_Exercise goal_: If a line includes "clicks", copy it out of the entries.

_Stored items_:

----------

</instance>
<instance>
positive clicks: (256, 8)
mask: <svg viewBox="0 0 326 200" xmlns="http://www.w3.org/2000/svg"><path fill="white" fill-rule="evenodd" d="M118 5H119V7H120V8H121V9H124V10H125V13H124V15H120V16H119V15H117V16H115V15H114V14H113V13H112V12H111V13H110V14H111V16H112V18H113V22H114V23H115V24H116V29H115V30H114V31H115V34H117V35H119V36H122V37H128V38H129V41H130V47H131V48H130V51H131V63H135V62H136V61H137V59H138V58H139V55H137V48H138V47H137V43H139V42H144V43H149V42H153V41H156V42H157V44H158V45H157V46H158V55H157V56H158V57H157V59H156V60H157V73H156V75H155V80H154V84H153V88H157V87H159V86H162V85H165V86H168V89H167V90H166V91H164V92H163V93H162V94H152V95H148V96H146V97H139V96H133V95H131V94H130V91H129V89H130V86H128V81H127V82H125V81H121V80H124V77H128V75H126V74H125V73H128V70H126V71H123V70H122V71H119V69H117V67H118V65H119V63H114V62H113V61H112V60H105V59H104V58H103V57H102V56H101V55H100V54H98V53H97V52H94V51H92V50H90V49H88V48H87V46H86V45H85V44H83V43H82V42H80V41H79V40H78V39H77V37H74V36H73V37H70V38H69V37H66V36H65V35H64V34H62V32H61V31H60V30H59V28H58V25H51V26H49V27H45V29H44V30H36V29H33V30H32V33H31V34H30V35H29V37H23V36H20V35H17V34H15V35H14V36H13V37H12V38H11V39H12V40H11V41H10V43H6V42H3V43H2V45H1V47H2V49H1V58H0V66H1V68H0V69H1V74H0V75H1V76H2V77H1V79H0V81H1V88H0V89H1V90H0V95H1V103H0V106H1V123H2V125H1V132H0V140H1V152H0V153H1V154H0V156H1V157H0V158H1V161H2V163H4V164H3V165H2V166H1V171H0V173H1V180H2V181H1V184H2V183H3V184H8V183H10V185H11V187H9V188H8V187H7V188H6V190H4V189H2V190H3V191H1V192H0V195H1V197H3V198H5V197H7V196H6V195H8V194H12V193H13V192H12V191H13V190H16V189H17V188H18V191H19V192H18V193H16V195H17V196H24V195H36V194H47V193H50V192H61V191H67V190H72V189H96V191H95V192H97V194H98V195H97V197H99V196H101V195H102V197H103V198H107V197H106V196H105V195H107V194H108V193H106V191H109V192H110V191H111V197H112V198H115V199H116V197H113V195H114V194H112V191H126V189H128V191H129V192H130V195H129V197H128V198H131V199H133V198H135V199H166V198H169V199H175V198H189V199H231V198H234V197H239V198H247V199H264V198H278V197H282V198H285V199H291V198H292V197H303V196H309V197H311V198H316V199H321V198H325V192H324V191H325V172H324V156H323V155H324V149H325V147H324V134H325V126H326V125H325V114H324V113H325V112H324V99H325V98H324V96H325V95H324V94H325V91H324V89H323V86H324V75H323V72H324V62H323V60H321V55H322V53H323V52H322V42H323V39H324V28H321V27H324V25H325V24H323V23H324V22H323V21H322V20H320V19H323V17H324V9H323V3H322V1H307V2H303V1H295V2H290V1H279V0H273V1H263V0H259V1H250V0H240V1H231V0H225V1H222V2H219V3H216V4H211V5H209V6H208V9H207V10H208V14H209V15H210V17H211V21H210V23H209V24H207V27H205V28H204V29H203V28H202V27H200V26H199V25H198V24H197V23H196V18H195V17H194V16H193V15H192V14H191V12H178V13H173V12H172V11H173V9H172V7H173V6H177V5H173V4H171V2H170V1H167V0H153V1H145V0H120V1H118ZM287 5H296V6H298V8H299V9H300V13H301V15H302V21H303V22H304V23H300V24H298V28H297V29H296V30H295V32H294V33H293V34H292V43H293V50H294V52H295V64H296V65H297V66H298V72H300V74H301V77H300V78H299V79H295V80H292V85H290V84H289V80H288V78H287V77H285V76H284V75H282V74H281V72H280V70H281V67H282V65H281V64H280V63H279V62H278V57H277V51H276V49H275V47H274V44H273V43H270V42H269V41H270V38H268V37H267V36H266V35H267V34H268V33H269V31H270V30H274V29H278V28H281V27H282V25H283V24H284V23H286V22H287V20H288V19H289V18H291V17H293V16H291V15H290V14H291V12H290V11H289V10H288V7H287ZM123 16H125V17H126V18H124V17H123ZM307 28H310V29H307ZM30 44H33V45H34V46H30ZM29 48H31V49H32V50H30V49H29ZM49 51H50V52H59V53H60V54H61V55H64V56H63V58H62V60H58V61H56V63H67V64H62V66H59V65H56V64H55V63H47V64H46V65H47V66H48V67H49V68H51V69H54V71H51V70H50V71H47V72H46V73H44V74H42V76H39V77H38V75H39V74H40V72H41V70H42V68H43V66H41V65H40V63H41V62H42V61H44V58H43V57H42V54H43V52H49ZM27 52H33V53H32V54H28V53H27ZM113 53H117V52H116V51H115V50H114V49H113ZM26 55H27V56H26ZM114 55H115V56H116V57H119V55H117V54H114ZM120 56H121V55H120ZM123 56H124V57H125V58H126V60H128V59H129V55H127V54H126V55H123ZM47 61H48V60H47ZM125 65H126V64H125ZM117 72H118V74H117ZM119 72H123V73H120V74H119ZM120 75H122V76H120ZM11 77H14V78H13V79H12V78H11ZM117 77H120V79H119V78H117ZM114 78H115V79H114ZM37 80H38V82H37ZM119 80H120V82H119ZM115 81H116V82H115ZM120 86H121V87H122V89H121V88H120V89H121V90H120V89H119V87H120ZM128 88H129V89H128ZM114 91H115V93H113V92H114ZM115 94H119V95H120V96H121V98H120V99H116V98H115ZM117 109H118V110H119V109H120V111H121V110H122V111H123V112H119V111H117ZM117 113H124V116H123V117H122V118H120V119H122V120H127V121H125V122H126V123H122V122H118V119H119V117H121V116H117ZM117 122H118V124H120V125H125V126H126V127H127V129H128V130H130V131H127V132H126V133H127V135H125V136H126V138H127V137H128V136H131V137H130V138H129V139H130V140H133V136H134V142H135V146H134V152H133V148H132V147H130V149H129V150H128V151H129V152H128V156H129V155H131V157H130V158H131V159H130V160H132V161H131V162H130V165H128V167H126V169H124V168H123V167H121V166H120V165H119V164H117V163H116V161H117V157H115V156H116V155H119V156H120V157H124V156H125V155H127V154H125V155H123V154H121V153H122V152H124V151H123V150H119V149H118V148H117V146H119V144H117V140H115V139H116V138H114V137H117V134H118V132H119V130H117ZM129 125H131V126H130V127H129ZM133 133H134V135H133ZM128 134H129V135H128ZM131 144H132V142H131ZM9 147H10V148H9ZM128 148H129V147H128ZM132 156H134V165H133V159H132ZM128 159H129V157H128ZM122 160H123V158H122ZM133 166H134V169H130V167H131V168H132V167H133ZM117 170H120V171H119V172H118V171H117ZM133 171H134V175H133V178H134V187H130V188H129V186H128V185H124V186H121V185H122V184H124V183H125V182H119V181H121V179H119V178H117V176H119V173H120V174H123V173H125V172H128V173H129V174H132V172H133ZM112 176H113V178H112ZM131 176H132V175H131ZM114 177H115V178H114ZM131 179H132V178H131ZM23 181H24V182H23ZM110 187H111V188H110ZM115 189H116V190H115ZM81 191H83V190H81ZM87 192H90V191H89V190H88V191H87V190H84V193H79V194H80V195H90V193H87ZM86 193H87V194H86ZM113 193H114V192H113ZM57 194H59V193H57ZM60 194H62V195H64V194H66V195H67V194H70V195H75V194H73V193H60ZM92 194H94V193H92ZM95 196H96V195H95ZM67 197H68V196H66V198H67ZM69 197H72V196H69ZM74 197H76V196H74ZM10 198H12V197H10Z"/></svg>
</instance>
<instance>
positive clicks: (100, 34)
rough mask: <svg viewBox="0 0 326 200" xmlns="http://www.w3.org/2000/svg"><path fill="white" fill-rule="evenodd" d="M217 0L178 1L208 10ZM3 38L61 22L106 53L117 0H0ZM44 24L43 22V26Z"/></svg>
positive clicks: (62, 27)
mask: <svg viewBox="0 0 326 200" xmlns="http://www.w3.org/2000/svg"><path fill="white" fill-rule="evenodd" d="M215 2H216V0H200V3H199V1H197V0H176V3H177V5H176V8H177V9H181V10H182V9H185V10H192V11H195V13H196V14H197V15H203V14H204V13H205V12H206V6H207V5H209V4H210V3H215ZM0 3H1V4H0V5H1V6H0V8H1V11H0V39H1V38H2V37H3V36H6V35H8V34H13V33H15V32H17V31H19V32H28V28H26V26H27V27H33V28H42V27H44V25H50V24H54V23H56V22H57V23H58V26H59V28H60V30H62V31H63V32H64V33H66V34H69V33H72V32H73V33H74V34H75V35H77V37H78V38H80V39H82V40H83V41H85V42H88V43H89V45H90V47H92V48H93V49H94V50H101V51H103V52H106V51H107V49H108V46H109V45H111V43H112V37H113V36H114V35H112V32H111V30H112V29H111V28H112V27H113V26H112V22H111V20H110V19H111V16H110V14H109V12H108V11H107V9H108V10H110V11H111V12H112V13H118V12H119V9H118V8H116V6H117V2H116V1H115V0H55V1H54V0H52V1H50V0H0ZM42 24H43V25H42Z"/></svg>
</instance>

----------

_Response below_:
positive clicks: (256, 8)
positive clicks: (100, 34)
positive clicks: (62, 27)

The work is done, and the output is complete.